_Extract_
—————

Databases and Immutable Objects

Deutsch

A common approach in functional programming and even a good practice in object oriented programming is to prefer having objects immutable.

Especially in applications with multithreading this is extremely helpful, but in principal it helps having the information flow under control and avoiding unexpected side effects. I do not want to postulate this as a dogma, since there are actually legitimate uses of mutable objects, but it is a good idea to keep in mind what mutability means and implies where it is used and to question if it is really worth it in the particular case.

It is important to differentiate between really immutable objects and those that are handed out via a wrapper or a second interface in an immutable way while still being accessible for changes by those parts of the code that control the mutable interface.

Example:
import java.util.*;


public class A {

    List l = new ArrayList();

    

    public void addStr(String s) {

        l.add(s);

    }

public List getList() { return Collections.unmodifiableList(l); } }

Even though the list provided by getList() is by itself immutable, it can still be changed by the addStr(..)-method of A.

The whole story gets more interesting when involving databases.

Database contents are in some way mapped to objects. If this mapping is done via automatisms like OR-mappers or Active-Record or if it is done explicitely by using mechanisms like JDBC or DBI is secondary for the moment. These objects can be based on specifically written code for the particular usage or generic DB-content-objects or just plain old collections, which should be considered as an implementation detail for the moment. Important is that such objects or data structures expressing DB content exist in the software. For simplicity’s sake they will be referred to as objects throughout this text.

Now DB content can change. This can happen due to activities of the software with which we are dealing right now. But there can also be accesses to the database by other software or by an DB administrator which can cause changes in the database content while the software is running. This already results in some complications, because the objects processed by the software are already outdated while being processed. This would be acceptable if there were no caching mechanisms for database content on software and framework level, leaving the caching to the database software. Other than framework and software caches the caches of the database itself can be truly transaction conform. Off course it is good having the DB in terms of network connectivity not too far away from the application, maybe even on the same machine, depending on the access patterns. If the network connectivity is poor, this approach ends up having the cache on the wrong side of the network connection.

—————

Records of labeled regions
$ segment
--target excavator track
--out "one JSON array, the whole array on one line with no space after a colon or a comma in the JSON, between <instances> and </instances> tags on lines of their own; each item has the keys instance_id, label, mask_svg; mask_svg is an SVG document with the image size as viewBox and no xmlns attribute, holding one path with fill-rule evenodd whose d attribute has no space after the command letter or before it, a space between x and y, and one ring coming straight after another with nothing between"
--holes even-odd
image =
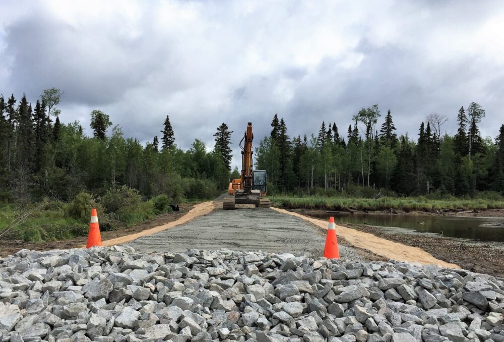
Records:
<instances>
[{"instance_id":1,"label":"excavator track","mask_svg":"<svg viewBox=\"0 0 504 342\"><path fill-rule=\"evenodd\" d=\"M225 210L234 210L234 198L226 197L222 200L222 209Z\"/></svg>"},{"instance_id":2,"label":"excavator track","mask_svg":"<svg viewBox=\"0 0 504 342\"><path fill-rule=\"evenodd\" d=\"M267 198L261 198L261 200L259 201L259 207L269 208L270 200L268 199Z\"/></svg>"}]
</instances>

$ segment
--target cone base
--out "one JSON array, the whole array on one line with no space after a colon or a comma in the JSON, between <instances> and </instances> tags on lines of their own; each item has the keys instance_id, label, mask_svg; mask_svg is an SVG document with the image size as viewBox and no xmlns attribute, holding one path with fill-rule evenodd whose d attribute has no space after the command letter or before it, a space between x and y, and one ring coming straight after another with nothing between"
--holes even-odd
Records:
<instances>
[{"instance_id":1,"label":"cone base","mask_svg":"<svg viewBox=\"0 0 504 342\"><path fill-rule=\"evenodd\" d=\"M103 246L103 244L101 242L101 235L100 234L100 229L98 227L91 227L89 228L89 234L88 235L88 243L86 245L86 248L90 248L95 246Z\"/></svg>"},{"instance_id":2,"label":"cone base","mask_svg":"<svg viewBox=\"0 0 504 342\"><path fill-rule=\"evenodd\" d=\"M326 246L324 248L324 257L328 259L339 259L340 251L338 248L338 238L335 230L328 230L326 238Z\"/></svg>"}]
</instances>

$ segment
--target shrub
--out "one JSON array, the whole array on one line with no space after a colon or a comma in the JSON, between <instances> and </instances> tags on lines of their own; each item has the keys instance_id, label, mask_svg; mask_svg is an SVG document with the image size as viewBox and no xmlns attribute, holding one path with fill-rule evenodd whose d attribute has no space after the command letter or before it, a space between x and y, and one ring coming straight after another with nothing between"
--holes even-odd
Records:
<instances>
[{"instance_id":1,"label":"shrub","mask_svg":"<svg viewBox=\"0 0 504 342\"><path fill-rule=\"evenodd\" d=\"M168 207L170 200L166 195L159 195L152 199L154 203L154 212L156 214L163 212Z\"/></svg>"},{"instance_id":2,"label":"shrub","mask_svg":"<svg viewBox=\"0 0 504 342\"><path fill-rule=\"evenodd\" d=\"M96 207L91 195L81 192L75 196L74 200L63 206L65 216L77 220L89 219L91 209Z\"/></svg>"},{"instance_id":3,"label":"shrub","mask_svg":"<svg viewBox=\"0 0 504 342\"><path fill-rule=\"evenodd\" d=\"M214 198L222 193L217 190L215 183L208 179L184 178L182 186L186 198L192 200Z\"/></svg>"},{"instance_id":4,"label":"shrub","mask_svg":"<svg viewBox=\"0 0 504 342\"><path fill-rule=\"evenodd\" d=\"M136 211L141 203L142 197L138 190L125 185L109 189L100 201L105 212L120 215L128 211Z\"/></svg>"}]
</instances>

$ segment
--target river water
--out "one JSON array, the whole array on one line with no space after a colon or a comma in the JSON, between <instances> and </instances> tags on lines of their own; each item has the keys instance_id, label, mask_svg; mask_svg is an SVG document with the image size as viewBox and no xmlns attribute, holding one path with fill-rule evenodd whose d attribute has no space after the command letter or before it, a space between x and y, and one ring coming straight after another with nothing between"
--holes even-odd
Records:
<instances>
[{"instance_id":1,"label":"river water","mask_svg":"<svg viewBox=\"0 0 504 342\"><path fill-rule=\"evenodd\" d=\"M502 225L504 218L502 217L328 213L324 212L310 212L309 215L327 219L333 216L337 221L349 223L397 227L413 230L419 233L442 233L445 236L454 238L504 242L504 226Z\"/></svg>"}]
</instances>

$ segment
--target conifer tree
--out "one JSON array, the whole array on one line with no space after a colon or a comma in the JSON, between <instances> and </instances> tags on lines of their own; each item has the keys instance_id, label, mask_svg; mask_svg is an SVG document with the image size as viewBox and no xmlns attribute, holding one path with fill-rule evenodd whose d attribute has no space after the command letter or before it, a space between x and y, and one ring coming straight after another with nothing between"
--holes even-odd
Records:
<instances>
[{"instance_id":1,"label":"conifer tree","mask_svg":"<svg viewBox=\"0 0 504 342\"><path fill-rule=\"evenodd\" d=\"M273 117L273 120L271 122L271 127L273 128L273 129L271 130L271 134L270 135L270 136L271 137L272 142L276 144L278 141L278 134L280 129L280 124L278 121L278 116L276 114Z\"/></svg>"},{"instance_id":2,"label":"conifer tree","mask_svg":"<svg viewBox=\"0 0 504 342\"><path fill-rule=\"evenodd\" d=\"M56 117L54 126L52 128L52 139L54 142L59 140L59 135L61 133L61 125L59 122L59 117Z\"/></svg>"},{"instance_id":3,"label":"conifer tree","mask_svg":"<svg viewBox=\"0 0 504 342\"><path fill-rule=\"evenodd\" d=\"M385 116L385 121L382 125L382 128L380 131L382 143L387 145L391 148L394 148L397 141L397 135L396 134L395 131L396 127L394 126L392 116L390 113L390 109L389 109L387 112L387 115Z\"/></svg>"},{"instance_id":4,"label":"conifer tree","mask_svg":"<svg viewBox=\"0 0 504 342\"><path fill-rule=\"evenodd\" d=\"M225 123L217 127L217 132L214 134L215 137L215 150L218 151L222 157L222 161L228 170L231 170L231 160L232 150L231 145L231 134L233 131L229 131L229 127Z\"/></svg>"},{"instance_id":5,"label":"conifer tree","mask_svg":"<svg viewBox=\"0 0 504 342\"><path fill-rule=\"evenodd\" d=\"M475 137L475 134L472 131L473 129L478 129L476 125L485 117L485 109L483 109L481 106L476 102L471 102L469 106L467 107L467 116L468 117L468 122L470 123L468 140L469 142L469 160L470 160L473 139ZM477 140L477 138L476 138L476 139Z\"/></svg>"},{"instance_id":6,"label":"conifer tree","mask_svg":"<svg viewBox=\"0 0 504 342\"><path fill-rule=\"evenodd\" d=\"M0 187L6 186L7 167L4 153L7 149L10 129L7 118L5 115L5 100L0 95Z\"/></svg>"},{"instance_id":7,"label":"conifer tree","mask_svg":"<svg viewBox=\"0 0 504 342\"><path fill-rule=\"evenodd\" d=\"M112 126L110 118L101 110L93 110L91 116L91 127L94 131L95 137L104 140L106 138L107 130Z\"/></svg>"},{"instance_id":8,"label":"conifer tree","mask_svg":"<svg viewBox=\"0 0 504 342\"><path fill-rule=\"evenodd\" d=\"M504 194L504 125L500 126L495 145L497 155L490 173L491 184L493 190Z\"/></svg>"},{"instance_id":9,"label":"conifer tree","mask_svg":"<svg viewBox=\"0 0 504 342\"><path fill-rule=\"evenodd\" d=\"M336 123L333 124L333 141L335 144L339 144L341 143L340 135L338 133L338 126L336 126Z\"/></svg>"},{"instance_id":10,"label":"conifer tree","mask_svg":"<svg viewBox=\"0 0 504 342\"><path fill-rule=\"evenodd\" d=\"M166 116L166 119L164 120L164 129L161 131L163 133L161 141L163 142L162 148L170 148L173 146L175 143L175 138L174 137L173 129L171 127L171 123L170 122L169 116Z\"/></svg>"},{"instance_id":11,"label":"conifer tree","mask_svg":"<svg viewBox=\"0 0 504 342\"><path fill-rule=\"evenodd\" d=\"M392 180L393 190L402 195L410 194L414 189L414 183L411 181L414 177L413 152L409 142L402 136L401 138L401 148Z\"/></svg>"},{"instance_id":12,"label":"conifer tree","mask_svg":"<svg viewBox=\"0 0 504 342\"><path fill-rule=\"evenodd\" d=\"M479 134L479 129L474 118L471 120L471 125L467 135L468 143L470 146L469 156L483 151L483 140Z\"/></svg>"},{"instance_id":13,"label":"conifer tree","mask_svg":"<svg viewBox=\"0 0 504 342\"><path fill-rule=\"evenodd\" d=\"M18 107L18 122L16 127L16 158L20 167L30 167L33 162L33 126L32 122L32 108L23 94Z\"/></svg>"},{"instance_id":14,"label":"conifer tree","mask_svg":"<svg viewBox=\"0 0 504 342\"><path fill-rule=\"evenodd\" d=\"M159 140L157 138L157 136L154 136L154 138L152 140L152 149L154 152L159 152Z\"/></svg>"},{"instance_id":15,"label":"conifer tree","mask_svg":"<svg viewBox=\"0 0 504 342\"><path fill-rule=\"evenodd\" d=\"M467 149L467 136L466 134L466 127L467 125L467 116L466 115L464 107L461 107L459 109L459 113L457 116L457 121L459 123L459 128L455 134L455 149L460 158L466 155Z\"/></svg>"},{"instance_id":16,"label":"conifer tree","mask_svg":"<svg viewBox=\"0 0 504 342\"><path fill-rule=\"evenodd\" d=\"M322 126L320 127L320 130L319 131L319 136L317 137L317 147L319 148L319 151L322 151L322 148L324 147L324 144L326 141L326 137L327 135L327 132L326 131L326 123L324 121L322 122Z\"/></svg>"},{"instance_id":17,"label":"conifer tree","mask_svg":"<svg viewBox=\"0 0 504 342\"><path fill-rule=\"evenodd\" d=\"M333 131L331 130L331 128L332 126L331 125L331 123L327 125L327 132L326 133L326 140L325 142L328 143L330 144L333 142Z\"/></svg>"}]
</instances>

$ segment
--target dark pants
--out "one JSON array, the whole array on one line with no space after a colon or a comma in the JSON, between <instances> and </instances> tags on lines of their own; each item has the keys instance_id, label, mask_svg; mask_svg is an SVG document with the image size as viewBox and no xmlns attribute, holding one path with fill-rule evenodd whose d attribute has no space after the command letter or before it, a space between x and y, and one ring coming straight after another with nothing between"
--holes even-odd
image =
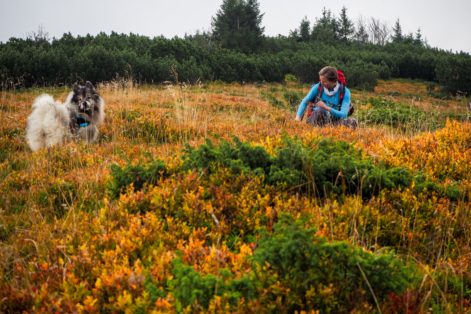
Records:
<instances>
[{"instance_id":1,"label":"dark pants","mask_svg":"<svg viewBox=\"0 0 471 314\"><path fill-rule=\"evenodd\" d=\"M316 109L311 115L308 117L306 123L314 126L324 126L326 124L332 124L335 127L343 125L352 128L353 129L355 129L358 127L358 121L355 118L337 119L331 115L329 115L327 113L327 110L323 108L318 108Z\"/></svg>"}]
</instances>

—————

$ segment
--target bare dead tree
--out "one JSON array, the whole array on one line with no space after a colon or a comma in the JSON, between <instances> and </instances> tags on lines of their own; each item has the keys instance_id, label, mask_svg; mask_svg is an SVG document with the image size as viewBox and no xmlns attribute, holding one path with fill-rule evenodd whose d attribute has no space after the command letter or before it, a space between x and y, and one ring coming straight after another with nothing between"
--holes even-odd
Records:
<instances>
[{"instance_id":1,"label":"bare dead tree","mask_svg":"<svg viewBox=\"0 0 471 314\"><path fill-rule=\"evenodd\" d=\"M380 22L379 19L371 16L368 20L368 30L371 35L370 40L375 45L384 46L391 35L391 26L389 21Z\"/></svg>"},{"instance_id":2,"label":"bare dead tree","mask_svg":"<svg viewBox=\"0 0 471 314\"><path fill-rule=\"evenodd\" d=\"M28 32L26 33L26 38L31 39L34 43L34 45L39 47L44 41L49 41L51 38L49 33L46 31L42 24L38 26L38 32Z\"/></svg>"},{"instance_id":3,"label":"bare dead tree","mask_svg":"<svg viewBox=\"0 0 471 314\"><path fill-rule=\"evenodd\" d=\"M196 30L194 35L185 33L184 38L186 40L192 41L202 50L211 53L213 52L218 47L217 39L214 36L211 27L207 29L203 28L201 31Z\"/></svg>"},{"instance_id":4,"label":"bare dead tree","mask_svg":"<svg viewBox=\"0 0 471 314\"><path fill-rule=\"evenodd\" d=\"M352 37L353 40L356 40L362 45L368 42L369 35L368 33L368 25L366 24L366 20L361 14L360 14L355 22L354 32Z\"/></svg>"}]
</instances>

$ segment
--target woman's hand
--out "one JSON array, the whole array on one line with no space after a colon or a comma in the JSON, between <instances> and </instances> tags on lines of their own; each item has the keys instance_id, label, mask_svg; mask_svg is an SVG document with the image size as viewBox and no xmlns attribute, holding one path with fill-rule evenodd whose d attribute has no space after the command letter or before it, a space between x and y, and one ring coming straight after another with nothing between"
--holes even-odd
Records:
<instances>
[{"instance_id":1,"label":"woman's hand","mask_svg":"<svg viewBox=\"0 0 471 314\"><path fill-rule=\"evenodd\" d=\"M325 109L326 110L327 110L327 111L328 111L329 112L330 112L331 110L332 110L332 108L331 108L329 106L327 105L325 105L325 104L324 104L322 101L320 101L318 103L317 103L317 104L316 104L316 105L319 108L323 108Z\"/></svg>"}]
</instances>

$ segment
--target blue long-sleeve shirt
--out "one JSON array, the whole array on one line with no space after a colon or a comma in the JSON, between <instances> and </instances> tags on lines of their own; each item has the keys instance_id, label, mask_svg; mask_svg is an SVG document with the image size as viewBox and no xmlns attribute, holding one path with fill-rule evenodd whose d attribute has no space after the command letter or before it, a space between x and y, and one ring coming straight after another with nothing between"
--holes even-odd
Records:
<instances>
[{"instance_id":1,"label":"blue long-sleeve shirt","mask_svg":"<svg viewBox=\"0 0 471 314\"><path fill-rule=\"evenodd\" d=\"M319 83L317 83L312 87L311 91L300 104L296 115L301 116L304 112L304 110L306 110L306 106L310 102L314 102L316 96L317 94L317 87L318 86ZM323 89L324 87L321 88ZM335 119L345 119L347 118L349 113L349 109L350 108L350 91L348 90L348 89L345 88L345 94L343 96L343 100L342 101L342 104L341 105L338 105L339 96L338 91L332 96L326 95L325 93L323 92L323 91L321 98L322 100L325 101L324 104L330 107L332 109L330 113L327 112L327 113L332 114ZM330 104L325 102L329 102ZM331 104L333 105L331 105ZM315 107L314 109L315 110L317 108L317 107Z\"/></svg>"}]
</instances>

—————

_Set task_
Write the next part of the essay on databases and immutable objects, beginning right after its final sentence.

_In response_
If the objects within the software have a life time that is so short that it can be avoided that they are out of sync with the database contents they are representing, things should be fine. This can be achieved by using the transaction isolation of „serializable“ or „phantom-read“ and by discarding all these objects before the end of the transaction. Within the transaction these objects that have been read during the same transaction are guaranteed to be up to date, as a result of the concept of transaction isolation used here. If certain OR-mapping patterns needed to map collections to database contents are not involved it is possible that „repeatable-read“ is already enough to guarantee this. As long as objects are only read from the database (SELECT or READ or FIND) immutable objects work just fine.

Even deleting (DELETE) can be imagined, but in this case it is important to ensure that the corresponding object is not in use in other parts of the software even though the database content represented by it have already been deleted. When ensuring that objects representing database content do not live longer than the corresponding transaction this should be possible to deal with. Also creating new objects (INSERT or CREATE) and the corresponding database content should be possible.

What is most problematic is changing of data (UPDATE). Common OR mapper do this by reading the object, changing it and then saving it, hoping that the framework will figure out the differences and run the appropriate update, possibly multiple updates in conjunction with inserts and deletes. This becomes difficult with immutable objects, because that blocks the typical approach just described. Ways can be found to accomplish this anyway, but they tend to get this done at the expense of the elegance of the framework. Even more important it becomes relevant to deal with the situation that objects expire even within the transaction and need to be replaced by new objects representing the changed database contents.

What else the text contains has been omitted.